--- Текст страницы ---

Напряжение увеличивали и непрекращающиеся слухи о все новых и новых изменениях границы гетто. Оккупанты любили заниматься такой перекройкой. Некоторым еврейским семьям пришлось переезжать по два-три раза, теряя остатки имущества.
Иногда в гетто появлялись грузовики с экскурсиями гитлеровской организации «Сила через радость» — надо было, показав немецким мещанам нечеловеческие условия существования в гетто, убедить их, что проживающие здесь люди, собственно говоря, людьми не являются.
В гетто и вокруг него кишели разного рода вымогатели. Работники городской электросети, например, обирали жителей отдельных домов, угрожая отключить электричество. Жаловаться на них было некому и некуда, поэтому жильцы вносили требуемую сумму. Нередко после ухода одних вымогателей появлялись другие — с тем же требованием и с той же угрозой. Позже промышлявшие в одиночку «электрики» объединились в большие шайки, поделили гетто на сферы влияния и приступили к организованному взиманию поборов.
Любили посещать гетто налоговые инспекторы. Они требовали уплаты налогов за давно прошедшие годы, справедливо полагая, что старые квитанции у многих порастерялись за время войны при неоднократных переселениях. Финансовые мероприятия такого рода были столь прибыльны, что инспекторы покупали друг у друга пропуска в гетто.

--- Исходные данные ---

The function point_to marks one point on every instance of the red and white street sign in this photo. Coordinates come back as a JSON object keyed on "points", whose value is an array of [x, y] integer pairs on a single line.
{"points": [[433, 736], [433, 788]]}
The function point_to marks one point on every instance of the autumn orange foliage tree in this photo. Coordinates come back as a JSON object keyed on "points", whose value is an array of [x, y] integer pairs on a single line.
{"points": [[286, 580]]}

---
--- Исходные данные ---

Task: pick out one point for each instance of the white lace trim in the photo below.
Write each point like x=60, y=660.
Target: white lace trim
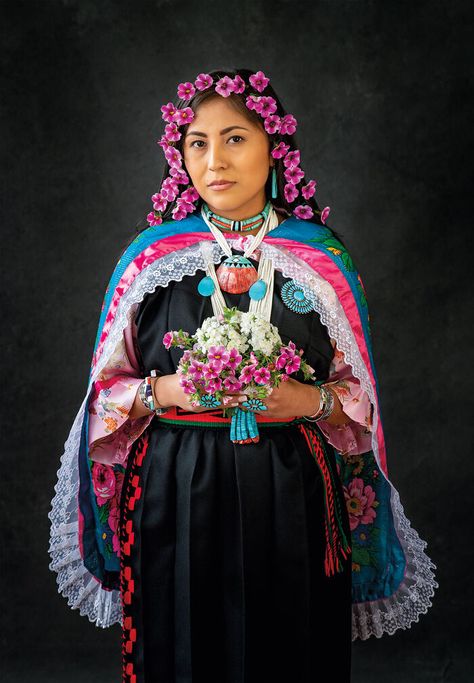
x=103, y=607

---

### [Задания]
a: Почему, согласно тексту о гетто, налоговые инспекторы требовали уплаты налогов за давно прошедшие годы?
b: Сместите на 6 все координаты в ответах в той части записей, которая открывается строкой, содержащей «Task: pick out», и закрывается строкой, содержащей «x=103, y=607», включая обе эти строки. Перепишите эту часть целиком со всеми строками, но без изображений.

### [Ответы]
a: Инспекторы полагали, что у многих жителей старые квитанции потерялись за время войны при неоднократных переселениях.

b:
Task: pick out one point for each instance of the white lace trim in the photo below.
Write each point like x=60, y=660.
Target: white lace trim
x=109, y=613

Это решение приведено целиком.